SET PROBLEM: Return every line in the records below that contains the word "yellow", matching case exactly.

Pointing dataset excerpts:
—————
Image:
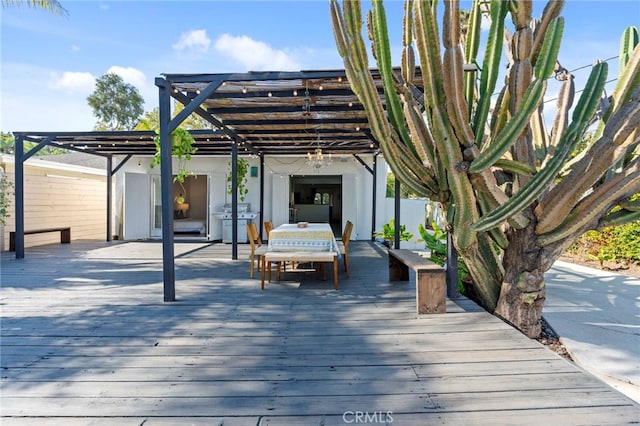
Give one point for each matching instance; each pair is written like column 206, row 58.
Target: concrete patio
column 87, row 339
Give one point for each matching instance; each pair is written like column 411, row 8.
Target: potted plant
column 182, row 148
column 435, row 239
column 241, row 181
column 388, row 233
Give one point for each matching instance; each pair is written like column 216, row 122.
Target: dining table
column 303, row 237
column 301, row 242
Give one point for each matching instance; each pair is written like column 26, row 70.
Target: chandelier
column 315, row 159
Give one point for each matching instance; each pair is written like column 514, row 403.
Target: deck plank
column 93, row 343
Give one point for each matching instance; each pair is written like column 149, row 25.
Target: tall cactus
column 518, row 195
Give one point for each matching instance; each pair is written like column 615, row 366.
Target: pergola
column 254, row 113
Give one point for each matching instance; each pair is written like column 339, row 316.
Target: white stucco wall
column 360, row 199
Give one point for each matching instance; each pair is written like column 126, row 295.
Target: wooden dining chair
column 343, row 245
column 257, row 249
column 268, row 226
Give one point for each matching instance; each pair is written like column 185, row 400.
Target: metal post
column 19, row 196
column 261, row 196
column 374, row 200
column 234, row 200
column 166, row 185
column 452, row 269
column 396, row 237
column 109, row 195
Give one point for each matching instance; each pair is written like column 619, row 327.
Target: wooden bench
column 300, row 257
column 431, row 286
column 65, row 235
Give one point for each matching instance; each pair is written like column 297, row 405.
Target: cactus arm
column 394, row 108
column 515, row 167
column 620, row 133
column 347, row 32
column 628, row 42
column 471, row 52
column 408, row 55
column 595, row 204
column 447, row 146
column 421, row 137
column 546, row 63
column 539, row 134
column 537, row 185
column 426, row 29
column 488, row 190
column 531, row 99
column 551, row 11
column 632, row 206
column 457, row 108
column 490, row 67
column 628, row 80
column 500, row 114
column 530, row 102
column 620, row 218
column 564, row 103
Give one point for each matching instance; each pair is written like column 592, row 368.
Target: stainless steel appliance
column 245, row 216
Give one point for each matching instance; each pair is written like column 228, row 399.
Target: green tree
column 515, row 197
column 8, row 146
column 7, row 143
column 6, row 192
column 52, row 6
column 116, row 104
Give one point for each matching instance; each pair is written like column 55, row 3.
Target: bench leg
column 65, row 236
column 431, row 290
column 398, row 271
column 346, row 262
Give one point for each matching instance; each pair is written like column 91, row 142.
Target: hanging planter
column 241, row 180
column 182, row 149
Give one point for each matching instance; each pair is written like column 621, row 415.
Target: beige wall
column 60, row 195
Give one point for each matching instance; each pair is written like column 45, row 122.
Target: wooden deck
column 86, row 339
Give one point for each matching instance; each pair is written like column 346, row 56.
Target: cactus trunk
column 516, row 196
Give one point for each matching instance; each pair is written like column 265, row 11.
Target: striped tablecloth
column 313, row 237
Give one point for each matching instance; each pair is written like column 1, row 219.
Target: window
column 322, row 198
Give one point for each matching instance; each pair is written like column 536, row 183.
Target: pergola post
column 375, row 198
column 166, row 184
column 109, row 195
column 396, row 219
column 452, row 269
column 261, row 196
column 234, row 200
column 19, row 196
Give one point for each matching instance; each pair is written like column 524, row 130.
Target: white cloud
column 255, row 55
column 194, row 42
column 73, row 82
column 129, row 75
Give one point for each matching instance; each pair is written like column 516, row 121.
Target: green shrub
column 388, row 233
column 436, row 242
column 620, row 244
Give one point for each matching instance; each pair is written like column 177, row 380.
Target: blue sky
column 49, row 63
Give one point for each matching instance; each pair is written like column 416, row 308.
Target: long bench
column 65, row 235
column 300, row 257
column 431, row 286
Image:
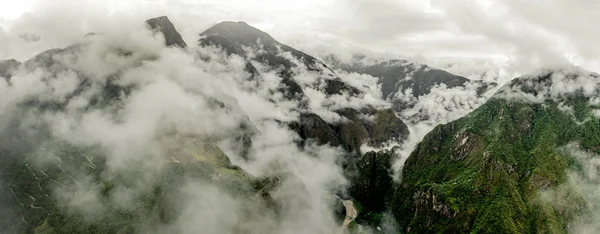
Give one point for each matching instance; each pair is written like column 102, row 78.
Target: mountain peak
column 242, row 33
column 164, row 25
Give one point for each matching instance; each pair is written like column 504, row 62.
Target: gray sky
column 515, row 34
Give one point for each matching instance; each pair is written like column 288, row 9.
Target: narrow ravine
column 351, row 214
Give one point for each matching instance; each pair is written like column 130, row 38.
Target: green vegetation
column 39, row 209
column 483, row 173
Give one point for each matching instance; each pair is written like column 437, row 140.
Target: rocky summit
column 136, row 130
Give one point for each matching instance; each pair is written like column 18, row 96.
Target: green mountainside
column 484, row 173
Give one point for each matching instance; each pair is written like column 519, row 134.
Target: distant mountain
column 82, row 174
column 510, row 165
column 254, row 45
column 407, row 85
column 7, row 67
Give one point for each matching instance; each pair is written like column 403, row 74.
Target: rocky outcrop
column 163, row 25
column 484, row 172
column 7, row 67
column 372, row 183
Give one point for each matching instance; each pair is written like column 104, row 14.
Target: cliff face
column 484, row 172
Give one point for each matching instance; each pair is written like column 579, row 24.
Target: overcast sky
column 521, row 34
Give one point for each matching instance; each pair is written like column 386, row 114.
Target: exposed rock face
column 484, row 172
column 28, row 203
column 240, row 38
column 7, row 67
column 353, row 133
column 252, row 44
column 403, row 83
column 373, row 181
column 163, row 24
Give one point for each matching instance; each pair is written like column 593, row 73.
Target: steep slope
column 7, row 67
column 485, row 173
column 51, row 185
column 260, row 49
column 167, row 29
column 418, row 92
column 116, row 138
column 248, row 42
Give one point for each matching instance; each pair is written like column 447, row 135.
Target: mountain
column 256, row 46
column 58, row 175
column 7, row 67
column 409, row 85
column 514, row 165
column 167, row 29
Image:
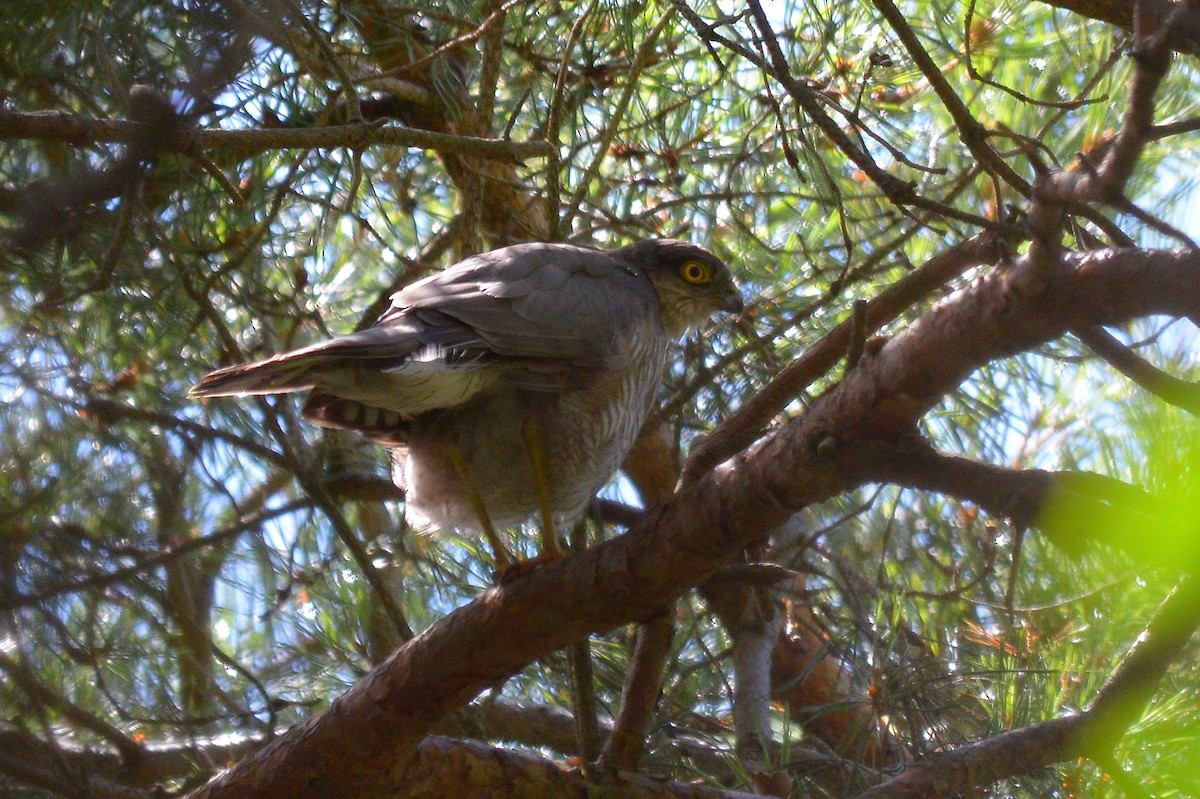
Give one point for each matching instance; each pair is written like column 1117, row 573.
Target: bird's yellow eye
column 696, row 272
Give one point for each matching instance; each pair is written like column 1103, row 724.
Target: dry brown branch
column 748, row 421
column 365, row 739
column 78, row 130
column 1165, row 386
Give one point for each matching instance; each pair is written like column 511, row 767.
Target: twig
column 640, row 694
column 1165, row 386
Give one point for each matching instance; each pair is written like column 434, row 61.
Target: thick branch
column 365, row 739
—————
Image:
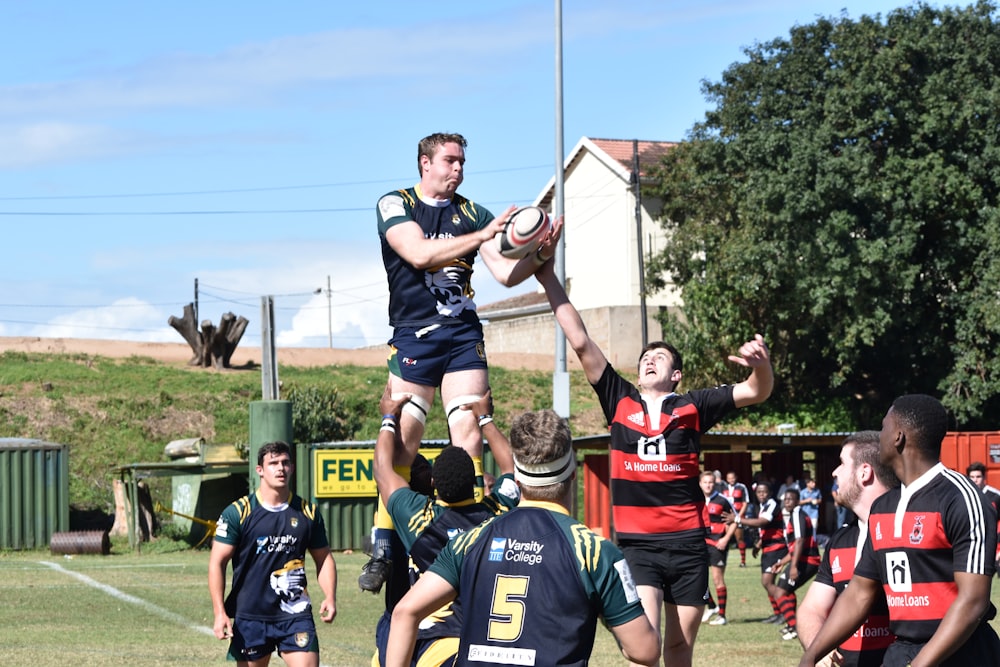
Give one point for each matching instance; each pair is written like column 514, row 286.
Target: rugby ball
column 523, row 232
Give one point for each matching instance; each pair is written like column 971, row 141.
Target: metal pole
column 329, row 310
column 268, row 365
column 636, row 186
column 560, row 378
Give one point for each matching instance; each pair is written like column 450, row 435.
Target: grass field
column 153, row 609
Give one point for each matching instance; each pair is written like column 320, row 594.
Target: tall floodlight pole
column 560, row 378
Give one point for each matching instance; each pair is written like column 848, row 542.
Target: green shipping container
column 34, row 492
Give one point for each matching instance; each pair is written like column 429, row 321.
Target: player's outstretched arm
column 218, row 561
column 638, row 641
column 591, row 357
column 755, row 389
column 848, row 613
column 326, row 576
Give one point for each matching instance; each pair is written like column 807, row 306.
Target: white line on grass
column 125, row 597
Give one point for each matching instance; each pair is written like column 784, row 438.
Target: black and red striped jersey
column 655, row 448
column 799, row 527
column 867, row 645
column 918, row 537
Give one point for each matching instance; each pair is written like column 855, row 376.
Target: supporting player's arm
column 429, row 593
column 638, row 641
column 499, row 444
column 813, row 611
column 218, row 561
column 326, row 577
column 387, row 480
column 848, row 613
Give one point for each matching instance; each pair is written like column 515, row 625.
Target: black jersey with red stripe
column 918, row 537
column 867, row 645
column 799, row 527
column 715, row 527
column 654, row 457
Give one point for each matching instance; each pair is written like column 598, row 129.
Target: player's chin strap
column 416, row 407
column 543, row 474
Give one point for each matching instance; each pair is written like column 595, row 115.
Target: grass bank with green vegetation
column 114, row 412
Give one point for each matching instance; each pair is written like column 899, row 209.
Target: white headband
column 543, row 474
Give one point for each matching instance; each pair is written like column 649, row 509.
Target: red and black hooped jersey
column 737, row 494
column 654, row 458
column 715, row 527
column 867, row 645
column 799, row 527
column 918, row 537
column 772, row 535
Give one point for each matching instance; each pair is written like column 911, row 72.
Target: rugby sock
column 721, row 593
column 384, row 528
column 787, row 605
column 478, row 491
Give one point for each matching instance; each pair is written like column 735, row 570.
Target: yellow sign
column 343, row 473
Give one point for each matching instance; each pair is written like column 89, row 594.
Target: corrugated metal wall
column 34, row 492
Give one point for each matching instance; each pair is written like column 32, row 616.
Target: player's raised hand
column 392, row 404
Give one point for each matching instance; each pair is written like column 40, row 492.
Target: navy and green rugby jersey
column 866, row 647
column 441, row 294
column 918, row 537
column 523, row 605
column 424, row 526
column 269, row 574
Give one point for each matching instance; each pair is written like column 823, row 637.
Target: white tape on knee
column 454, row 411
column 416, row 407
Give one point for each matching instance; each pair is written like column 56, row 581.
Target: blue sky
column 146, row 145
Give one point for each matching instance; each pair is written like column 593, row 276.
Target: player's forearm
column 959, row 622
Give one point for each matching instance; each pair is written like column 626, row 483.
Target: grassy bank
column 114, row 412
—————
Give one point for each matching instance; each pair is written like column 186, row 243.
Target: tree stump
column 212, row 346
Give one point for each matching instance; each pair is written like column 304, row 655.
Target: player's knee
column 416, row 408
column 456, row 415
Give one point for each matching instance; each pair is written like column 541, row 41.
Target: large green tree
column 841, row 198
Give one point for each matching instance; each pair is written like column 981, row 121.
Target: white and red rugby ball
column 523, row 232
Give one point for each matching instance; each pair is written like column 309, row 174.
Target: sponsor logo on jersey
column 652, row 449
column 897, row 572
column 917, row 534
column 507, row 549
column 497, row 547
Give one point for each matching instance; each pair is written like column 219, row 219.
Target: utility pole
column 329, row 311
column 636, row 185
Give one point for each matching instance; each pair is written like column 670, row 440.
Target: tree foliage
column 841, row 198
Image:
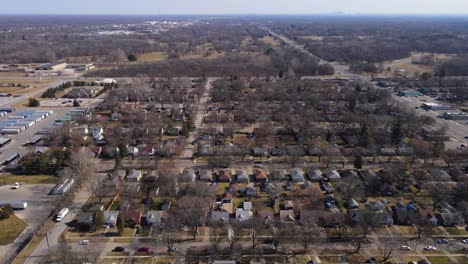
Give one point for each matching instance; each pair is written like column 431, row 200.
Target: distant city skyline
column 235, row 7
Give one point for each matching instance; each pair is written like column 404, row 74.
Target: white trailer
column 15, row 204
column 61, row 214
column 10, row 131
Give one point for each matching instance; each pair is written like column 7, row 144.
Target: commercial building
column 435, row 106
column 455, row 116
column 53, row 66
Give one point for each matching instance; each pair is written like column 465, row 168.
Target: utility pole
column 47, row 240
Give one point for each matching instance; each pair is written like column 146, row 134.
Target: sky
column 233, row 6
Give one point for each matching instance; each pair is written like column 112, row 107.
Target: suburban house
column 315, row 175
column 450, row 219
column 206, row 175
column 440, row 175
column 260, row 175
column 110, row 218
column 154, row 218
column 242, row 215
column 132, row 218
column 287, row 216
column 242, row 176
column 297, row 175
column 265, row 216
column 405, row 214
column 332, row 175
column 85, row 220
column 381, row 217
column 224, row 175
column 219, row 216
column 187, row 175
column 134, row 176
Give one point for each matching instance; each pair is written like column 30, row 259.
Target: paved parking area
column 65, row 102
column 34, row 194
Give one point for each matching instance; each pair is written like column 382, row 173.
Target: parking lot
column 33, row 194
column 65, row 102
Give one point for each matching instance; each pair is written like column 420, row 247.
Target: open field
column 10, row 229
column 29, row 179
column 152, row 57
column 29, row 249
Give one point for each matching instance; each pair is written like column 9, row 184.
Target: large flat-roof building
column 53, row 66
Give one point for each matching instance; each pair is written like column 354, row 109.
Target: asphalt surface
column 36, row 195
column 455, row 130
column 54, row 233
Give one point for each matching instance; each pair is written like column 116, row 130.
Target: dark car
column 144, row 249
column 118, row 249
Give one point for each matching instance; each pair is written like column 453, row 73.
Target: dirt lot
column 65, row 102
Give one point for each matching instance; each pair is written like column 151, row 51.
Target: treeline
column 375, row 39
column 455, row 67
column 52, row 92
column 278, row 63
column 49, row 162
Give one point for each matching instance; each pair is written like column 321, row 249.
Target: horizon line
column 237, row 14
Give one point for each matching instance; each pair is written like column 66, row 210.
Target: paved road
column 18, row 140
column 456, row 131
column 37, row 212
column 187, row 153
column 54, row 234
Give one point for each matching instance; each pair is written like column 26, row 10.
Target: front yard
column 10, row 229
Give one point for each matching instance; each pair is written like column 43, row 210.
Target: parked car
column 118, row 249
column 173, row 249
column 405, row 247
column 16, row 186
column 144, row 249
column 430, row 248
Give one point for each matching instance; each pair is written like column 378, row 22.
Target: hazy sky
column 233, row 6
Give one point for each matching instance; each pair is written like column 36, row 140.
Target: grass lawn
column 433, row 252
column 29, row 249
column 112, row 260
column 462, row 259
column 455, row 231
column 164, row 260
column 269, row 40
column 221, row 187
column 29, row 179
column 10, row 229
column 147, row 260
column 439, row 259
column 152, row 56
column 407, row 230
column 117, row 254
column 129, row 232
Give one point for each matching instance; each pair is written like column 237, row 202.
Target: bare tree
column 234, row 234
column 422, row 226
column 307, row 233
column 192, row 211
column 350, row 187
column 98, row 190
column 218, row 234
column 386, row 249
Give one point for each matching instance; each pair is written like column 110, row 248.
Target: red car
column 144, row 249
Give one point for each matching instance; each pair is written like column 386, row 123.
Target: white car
—————
OUTPUT:
Target: bird's yellow eye
Target: yellow sign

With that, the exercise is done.